** Start EXTRACT **
Speaking of Piper though, how amazing was that Piper's Pit segment?! What a rub for Bryan and AJ, especially AJ. Say what you want about the Wrestlemania debacle, but if sharing the ring, cutting a promo with and slapping _Rowdy Roddy Piper_ equals a buried talent, I'd love to see what the opposite is. Daniel is a delicious heel and has a brighter future than most, Del Rio included. I'm an AJ fan to begin with, but she's really been growing on me more and more as of late. She is so great, even if she dresses like a fourteen year old All Time Low fan. I'm genuinely happy for her too. She's probably one of the biggest hardcore wrestling fans on the roster, I can't even imagine how psyched she must have been to work with Piper. Same goes for D-Bry. Amazing segment, amazing angle, just amazing all round. I hope all of this leads to something big for them. Extreme Rules should be interesting.


----------



## -Extra- (Apr 5, 2010)

It was a fun SD last night, better than last weeks. It had a house show vibe with faces going over all over the card but nonetheless it was a good episode.


----------



## DCalXIbe (Apr 11, 2012)

The show was okey, especially if you compare it to a regular smackdown show. Piper was good, and Daniel Bryan is getting better and better. But there were several hopeless moments, like the one minute clusterfuck of a mixed tag match, and Hunico and Camacho getting their asses kicked in, what 20 seconds. But i also have to give to Mean Gene, man his facial expression walking with sheamus to the match was funny.


----------



## Andy362 (Feb 20, 2006)

Super Smackdown, that was not.
** End EXTRACT **
WORK TO DO
A. In the wrestling thread, which segment does the first post call amazing?
B. Please copy the wrestling thread from "It was a fun" to "match was funny.".
** Start STORED DATA **
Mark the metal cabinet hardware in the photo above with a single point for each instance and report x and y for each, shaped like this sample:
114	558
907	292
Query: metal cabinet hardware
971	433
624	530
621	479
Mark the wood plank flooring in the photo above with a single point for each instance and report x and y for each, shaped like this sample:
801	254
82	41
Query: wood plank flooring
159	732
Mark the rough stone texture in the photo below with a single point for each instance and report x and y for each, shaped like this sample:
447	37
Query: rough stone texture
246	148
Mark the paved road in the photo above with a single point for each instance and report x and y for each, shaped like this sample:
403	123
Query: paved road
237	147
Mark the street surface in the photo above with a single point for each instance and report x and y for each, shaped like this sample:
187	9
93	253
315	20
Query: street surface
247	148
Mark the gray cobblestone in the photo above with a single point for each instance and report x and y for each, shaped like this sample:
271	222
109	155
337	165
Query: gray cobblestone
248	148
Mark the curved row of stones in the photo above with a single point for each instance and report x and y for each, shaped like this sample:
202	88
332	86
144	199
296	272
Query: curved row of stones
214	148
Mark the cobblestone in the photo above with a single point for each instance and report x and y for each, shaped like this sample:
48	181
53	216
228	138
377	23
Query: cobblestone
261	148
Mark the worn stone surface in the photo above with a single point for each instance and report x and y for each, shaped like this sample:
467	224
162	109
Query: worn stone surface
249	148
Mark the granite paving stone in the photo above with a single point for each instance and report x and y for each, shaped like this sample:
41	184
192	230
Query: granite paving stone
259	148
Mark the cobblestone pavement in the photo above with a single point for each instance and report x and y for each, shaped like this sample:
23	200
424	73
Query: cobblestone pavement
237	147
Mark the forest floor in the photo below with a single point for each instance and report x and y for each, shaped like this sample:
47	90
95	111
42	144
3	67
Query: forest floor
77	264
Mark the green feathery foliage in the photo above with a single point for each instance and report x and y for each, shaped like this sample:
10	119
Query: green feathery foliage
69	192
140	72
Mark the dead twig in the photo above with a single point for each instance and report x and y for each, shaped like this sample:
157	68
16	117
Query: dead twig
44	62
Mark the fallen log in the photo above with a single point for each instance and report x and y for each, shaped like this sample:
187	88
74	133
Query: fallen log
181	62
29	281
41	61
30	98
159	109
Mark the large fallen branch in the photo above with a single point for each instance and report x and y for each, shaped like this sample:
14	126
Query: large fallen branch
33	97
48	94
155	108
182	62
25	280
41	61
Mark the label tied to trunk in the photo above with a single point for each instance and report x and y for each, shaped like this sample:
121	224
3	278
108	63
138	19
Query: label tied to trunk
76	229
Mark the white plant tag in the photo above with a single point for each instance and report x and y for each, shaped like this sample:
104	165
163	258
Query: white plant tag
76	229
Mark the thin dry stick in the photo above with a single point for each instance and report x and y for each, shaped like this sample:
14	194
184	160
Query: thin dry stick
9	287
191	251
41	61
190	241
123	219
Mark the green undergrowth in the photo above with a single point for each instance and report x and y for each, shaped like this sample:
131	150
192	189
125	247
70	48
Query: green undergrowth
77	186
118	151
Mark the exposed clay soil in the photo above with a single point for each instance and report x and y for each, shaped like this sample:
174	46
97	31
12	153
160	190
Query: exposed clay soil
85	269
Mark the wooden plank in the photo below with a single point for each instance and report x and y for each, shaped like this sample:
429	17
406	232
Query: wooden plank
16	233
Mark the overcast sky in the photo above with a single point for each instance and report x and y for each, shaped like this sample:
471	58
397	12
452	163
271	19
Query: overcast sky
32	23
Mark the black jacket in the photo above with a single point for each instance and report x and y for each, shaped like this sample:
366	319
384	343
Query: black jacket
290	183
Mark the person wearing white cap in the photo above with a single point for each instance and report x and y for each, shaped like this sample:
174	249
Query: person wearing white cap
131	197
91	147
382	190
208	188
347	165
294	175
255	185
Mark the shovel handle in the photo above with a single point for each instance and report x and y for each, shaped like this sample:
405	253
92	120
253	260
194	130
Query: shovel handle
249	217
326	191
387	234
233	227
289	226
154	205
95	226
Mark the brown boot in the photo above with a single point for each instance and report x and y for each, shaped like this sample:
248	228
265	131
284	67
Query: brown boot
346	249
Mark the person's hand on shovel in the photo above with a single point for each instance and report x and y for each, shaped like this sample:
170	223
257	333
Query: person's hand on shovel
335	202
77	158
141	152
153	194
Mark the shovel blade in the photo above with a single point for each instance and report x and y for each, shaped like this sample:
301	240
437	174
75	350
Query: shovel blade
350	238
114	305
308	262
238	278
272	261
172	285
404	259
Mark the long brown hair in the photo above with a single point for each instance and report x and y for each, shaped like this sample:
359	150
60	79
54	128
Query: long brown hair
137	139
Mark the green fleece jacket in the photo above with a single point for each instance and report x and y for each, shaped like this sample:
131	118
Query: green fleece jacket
** End STORED DATA **
RESULTS
A. The Piper's Pit segment.

B.
It was a fun SD last night, better than last weeks. It had a house show vibe with faces going over all over the card but nonetheless it was a good episode.


----------



## DCalXIbe (Apr 11, 2012)

The show was okey, especially if you compare it to a regular smackdown show. Piper was good, and Daniel Bryan is getting better and better. But there were several hopeless moments, like the one minute clusterfuck of a mixed tag match, and Hunico and Camacho getting their asses kicked in, what 20 seconds. But i also have to give to Mean Gene, man his facial expression walking with sheamus to the match was funny.